## SOURCE PASSAGE
RON ASHETON 1948-2009
Hokay you probably heard all about it from another blog by now, but maybe it's time you heard it straight from the keypad of a fan rather than some creep...yes, Mr. Delasabitsch was right when he mentioned in the comment section(see last post) that Ron Asheton, "legendary guitarist from the Stooges" as Jane Scott might have put it, has died this very morning. Ten o'clock Eastern Time which makes his corpse a good five hours and forty-seven minutes old from the time I am typing this post (TACKED ON MUCH LATER NOTE: reports say that he may have been dead for a few days when police found his body this AM). And true, although I never knew the guy, never got to see him live and never even gabbed with him on the telephone I can sure feel a great sense of loss upon hearing of his passing (like I'm sure people like Tim Stegall who has met Asheton on a number of occasions are doing right now manyfold!). Really, I know it and you know it and anyone with a brain knows it, but Asheton was one of the topnotch great guitarists in rock history so what else can I do other than forgo my planned mid-week posting and devote it instead to the guy even though he probably wouldn't've given one whit about it either way. Being the selfish type and all, it sure would make me feel a lot better if I do note his passing rather than just fluff it over as if "ho hum, just anudder sixties casualty croaking forty years after the fact" 'r something as equally assholish, not that I can (unwittingly) fall into such strange chasms myself once in awhile.
So what else can I say about a guy who I guess is so important to the entire BLACK/BLOG TO COMM chemical makeup that he was interviewed in the pages of my very own publishing disaster two times, the only other person to share that same distinction being Mick Farren who probably also didn't realize that he was sitting down for a gab session for the same rundown rinkydink fanzine twice within a few short years. Of course I am proud of this simple fact because Asheton man, he sure was a big influence on a whole passel of things beholden to my late-teens/early-twenties musical makeup. For one thing Mr. A sure looked cool especially in an age of hippie doody and although I was a guy who would have preferred to've looked like Lenny Kaye (who I thought looked coolest of the cool) Ron Asheton did come in a close second. And not only that, but his entire guitar playing style was some of the best one-note crankadoodle heard between the Golden Age of Crankadoodle (1964-1967) and the return to primal aesthetics in 1976! And I do mean it not only in its garage band primitivism but in the way it would really upset the more, er, accomplished practitioners of the form. Just pick up any copy of CREEM to read the venting outrage of the rock & roll habituates of said issue when asked by Lester Bangs and Jaan Uhelzski their opinions of the Stooges...Deep Purple (a band who certainly knew their Detroit groups considering how Bangs and Metal Mike Saunders were more than anxious to label them the British MC5 on many an occasion) flew into a rage upon the mere mention of their name, and fellow Detroiter Ted Nugent would go apopleptic when asked about them, especially regarding Asheton's guitar playing abilities and how he was going to shoot Asheton with a crossbow if the Stooges ever set foot in his neck of the forest again! Back in the day asking Nugent about Ron Asheton would have been akin to asking me about Dave Lang...nothing but hostility baby, and you know I ain't lyin'the way Nugent would curse out anyone who would sing the praises of the Asheton guitar virtuosity in his presence! But really, that is a good sign at least as far as making a music that can shake you up and move you, and the only music that really could succeed like that with me is the music that goes beyond the form and plays beyond the normal realms of respectability and "taste". IN OTHER WORDS the music of the Stooges!

## GOAL
Render this sentence from the Ron Asheton tribute in Spanish: "Of course I am proud of this simple fact because Asheton man, he sure was a big influence on a whole passel of things beholden to my late-teens/early-twenties musical makeup."

Pointing dataset records:
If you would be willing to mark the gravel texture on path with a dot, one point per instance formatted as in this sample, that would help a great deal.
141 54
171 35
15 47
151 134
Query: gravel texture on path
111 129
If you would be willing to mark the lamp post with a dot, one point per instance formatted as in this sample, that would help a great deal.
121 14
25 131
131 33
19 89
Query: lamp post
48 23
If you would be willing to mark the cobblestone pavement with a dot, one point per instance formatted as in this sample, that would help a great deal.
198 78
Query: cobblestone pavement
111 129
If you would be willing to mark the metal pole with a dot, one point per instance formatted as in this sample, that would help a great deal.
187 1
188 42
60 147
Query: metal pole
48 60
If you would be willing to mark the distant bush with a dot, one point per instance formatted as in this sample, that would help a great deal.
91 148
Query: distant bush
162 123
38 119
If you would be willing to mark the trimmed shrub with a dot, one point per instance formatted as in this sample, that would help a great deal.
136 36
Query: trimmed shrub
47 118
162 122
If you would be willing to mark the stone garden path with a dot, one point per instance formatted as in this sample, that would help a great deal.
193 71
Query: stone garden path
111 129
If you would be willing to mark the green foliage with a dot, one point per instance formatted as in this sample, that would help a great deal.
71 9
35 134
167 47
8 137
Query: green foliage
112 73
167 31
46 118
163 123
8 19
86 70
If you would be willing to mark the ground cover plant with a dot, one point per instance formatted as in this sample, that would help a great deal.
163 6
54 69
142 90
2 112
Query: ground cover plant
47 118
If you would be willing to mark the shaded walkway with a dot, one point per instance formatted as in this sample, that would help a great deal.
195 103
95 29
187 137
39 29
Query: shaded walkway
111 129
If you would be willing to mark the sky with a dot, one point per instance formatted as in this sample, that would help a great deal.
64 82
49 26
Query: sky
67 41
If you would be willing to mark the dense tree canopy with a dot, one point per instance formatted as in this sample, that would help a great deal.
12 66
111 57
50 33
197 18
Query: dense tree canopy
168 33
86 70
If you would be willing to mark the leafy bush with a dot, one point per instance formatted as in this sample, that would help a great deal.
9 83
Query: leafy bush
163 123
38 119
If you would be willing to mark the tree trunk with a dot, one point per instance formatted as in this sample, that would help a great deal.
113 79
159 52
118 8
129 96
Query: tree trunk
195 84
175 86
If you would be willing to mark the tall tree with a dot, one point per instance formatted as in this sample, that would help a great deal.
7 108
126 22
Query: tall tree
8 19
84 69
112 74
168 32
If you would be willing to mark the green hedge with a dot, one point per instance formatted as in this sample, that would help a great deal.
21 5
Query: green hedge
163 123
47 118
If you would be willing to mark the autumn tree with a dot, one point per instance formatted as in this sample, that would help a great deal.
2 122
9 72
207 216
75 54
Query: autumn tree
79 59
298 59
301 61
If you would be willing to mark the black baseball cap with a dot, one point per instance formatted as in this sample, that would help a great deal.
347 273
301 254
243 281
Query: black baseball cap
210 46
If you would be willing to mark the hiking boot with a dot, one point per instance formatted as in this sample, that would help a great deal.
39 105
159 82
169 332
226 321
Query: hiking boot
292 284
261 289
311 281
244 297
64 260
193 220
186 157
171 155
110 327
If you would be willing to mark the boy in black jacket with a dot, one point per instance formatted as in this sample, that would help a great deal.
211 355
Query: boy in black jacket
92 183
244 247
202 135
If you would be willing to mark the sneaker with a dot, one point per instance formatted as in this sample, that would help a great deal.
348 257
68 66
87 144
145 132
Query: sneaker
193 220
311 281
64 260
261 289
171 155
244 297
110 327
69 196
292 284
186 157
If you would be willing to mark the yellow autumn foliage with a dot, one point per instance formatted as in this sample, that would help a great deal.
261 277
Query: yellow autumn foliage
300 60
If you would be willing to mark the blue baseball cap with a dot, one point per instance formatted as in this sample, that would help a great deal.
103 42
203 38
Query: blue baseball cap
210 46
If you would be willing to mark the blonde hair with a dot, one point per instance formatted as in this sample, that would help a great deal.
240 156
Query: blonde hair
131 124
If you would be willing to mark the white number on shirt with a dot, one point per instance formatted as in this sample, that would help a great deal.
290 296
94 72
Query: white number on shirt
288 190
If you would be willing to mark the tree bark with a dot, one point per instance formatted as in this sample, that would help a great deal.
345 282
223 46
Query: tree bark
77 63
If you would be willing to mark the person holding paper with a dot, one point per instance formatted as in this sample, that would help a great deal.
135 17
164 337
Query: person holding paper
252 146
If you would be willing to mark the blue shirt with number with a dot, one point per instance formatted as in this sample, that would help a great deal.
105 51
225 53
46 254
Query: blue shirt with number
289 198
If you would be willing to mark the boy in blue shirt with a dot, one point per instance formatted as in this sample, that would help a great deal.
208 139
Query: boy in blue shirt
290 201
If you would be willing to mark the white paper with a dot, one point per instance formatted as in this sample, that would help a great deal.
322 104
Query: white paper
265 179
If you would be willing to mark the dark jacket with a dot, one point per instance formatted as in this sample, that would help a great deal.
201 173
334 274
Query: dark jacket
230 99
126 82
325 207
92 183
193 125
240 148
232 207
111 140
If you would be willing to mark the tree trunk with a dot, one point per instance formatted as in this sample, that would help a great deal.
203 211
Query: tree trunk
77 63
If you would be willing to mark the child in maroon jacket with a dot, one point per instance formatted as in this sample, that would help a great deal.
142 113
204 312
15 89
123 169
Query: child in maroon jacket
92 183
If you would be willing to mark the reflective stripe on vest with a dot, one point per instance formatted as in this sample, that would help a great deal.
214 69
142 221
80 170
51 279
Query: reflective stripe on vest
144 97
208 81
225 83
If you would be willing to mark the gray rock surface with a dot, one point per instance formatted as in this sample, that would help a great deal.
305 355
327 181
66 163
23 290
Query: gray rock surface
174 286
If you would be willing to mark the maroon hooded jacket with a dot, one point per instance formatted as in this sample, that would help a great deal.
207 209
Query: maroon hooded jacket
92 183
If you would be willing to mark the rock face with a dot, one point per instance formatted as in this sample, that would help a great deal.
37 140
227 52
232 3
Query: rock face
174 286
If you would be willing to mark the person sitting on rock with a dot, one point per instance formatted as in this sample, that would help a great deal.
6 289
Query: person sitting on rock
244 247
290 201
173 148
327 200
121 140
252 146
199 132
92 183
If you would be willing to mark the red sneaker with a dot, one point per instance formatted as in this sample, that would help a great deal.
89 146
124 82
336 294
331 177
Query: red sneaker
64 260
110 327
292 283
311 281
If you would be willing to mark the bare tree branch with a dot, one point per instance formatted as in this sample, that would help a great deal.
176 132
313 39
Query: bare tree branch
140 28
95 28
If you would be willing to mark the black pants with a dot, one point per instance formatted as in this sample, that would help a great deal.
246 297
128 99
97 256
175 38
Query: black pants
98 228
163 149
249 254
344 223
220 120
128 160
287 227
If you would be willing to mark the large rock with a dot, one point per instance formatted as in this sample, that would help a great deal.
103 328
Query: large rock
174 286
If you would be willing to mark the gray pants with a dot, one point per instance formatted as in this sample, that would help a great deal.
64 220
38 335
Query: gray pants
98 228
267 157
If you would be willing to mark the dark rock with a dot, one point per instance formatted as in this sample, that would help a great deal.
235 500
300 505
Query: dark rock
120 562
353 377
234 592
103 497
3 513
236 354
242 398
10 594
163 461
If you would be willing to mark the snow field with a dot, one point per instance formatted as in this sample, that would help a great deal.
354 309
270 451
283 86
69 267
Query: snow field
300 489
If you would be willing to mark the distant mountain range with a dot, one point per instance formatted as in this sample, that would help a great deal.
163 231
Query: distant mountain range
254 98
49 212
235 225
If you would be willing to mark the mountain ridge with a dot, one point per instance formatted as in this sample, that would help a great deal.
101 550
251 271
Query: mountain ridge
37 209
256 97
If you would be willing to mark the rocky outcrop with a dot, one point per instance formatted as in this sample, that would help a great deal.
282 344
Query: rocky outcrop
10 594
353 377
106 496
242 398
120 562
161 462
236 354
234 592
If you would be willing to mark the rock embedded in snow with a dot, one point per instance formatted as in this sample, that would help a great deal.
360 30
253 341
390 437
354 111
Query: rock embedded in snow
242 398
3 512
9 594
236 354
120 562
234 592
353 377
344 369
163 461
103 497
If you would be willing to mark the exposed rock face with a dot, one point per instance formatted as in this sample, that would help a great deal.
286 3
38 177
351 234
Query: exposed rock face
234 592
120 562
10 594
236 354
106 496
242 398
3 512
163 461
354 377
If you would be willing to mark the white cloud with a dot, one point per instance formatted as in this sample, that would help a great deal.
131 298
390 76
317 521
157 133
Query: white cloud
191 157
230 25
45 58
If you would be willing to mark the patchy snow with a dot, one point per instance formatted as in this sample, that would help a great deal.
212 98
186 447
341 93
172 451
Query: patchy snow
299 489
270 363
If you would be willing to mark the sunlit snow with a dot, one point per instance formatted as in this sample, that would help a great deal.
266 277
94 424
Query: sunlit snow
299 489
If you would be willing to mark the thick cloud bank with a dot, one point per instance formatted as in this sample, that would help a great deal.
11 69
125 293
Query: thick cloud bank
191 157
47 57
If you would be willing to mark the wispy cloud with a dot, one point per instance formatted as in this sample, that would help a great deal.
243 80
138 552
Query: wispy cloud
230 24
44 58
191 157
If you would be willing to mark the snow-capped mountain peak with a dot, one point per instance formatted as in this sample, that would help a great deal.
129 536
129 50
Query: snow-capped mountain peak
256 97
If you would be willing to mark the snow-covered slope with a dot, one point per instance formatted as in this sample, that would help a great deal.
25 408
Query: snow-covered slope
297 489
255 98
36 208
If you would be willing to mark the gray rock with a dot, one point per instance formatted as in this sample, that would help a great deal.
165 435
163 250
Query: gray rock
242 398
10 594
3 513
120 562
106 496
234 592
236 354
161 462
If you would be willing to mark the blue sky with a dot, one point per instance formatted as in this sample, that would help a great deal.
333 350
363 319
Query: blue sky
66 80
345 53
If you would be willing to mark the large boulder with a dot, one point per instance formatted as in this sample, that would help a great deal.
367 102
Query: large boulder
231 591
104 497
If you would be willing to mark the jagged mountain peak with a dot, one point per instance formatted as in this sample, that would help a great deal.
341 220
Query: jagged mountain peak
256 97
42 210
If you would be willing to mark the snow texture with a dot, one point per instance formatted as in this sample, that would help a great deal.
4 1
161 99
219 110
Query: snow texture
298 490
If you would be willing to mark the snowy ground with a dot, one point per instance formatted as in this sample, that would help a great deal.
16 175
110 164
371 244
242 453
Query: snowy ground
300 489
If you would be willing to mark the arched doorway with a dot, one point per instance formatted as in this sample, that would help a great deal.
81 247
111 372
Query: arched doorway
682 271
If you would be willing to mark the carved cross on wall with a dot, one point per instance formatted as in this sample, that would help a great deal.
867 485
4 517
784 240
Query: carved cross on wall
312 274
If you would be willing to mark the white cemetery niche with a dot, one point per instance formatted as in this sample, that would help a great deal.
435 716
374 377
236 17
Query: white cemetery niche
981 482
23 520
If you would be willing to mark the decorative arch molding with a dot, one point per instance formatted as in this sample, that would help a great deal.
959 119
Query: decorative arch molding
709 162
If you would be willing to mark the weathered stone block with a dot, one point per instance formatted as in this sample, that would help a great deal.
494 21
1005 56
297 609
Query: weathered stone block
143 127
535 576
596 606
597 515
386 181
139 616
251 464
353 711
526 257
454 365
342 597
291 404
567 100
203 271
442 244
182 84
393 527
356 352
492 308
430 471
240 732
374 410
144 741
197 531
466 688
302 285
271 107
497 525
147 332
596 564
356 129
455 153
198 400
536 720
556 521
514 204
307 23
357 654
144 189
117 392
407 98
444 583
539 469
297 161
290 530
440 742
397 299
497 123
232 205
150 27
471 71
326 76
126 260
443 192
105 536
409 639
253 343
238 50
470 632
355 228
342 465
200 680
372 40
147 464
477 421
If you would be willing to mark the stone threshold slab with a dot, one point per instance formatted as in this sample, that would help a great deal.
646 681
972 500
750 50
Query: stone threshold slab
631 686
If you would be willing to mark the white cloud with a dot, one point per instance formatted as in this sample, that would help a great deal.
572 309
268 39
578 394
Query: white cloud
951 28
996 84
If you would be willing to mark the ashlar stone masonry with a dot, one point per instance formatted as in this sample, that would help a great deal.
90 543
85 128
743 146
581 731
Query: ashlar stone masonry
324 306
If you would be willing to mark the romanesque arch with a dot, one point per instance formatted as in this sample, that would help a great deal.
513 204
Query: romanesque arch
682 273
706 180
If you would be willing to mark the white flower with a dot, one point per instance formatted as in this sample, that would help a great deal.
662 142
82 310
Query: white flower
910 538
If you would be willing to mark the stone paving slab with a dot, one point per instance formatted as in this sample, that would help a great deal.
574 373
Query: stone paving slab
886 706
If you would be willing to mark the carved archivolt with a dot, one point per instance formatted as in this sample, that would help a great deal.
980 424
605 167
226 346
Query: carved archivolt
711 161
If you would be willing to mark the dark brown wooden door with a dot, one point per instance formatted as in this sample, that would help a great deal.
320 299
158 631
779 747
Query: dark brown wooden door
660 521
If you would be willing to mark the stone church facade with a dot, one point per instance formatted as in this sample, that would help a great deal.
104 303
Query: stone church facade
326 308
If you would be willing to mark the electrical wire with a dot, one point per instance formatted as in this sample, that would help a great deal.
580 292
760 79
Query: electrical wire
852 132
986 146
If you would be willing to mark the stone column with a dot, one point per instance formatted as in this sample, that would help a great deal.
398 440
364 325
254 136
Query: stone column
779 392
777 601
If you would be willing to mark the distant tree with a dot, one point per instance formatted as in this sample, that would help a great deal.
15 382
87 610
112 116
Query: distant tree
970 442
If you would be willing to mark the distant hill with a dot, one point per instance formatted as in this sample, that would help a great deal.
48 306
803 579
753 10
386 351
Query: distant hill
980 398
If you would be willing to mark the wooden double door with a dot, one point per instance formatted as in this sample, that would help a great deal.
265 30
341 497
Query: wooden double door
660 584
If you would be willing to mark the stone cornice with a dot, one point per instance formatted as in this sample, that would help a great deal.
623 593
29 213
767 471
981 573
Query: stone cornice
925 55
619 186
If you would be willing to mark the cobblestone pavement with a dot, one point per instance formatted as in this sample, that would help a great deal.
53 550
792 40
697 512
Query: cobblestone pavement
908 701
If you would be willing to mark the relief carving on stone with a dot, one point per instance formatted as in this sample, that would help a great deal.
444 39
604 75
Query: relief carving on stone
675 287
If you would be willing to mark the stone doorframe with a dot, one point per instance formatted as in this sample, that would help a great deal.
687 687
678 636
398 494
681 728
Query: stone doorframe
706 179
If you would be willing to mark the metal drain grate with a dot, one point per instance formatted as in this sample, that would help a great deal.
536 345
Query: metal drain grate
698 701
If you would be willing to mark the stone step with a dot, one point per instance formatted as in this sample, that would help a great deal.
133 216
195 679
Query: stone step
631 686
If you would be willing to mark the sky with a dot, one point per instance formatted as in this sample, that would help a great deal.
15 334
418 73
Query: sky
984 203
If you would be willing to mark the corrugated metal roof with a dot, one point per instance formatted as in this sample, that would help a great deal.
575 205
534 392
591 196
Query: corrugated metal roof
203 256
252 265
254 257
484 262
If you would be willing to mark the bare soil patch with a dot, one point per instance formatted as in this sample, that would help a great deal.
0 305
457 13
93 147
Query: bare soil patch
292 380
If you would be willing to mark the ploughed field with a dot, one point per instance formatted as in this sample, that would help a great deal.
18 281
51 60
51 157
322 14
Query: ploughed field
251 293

## SOLUTION TO THE PROBLEM
Por supuesto que estoy orgulloso de este simple hecho porque Asheton, hombre, sin duda fue una gran influencia en un montón de cosas ligadas a mi formación musical de finales de la adolescencia y principios de los veinte.